DO THIS:
Copy the rows below word for word, from the first line through the line holding "[[605,359],[630,360],[631,359],[631,322],[607,321],[605,324]]", including that line.

DATA LINES:
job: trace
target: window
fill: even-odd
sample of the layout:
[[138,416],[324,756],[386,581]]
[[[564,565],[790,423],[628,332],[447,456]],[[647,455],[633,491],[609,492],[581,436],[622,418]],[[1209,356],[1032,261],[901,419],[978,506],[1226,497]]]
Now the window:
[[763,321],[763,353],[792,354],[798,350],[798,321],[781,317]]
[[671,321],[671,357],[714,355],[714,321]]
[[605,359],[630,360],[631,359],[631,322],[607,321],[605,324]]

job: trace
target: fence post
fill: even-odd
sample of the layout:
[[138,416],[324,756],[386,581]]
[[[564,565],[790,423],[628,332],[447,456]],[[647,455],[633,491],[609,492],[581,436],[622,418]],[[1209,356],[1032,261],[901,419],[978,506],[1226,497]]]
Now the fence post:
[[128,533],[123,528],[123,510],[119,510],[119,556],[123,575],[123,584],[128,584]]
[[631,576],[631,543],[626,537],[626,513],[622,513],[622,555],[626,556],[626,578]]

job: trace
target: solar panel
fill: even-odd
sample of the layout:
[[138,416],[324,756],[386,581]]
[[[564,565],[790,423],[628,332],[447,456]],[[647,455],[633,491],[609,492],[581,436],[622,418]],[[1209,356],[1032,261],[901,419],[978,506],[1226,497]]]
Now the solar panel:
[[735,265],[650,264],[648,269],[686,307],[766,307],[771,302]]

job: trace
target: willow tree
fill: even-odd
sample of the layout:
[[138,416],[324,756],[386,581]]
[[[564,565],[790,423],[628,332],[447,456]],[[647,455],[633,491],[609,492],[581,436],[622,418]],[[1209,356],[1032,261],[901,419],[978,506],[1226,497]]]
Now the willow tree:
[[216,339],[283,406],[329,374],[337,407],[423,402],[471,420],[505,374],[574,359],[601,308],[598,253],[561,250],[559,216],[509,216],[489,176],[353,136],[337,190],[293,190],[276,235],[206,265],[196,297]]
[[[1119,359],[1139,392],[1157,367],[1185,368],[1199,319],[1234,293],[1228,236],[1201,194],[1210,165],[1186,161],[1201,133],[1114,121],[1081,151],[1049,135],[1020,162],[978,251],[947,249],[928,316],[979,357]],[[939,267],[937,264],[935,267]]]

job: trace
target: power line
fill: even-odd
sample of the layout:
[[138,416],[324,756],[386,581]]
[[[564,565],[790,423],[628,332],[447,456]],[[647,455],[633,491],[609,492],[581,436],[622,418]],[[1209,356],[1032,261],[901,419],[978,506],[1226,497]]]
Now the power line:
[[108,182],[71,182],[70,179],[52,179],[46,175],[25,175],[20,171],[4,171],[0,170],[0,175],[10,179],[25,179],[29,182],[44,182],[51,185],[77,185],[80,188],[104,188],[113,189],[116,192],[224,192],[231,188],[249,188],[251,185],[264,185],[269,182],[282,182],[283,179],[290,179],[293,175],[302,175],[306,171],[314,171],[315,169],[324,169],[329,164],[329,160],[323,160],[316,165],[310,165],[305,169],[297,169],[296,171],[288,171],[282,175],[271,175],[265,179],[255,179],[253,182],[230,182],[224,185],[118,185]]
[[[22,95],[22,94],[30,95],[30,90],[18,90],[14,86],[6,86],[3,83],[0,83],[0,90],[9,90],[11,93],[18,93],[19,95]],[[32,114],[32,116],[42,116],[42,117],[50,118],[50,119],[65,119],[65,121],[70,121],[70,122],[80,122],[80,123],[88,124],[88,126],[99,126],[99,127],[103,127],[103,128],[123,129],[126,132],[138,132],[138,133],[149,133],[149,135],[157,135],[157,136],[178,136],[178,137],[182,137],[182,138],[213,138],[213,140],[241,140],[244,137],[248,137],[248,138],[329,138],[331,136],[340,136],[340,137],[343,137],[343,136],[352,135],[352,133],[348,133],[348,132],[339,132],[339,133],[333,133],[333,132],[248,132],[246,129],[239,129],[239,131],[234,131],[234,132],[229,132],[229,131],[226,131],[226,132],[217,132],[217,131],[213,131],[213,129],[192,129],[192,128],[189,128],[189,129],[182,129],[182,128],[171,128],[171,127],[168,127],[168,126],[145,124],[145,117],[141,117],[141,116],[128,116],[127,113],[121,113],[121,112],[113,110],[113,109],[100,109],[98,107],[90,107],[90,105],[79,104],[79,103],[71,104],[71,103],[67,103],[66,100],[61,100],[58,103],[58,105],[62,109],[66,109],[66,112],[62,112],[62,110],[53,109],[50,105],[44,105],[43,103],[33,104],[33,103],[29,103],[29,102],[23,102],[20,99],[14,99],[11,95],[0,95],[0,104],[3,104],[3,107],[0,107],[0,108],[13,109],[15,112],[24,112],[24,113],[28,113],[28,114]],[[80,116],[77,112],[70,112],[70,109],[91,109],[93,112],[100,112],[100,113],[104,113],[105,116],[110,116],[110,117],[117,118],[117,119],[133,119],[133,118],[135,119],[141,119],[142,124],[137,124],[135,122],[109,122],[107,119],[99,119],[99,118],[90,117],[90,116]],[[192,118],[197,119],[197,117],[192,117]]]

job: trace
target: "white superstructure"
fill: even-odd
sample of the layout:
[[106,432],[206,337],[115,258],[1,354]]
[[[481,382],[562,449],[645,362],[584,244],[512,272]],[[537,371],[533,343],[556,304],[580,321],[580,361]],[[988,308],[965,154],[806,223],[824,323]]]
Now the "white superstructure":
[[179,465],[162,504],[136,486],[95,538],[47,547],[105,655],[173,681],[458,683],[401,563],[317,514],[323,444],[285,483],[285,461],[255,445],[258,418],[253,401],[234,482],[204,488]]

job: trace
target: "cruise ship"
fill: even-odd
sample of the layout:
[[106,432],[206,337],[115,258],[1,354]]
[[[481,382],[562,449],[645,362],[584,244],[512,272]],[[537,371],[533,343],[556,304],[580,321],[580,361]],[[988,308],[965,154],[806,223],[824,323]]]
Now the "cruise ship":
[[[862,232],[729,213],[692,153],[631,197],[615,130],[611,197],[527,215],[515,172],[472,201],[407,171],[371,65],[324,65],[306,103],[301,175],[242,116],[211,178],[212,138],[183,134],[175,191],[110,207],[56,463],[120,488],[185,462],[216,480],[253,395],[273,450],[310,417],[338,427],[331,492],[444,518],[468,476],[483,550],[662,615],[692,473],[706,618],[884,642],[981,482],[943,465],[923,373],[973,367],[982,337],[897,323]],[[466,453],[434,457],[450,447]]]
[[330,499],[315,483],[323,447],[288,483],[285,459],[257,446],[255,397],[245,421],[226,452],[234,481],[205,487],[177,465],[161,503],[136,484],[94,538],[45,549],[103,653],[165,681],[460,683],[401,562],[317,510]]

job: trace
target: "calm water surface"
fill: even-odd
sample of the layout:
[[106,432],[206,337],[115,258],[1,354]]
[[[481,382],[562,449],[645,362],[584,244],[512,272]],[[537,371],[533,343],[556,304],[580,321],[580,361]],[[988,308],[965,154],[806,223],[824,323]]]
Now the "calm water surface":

RESULT OF THIS EXERCISE:
job: trace
target: window
fill: even-odd
sample of the layout:
[[138,416],[324,756],[386,581]]
[[[564,565],[790,423],[628,332],[447,456]],[[647,455],[633,491],[609,492],[581,436],[622,418]],[[1209,356],[1032,261],[901,419],[978,506],[1226,497]]]
Now the window:
[[763,321],[763,353],[792,354],[798,350],[798,321],[781,317]]
[[671,321],[671,357],[714,355],[714,321]]
[[605,359],[630,360],[631,359],[631,322],[607,321],[605,324]]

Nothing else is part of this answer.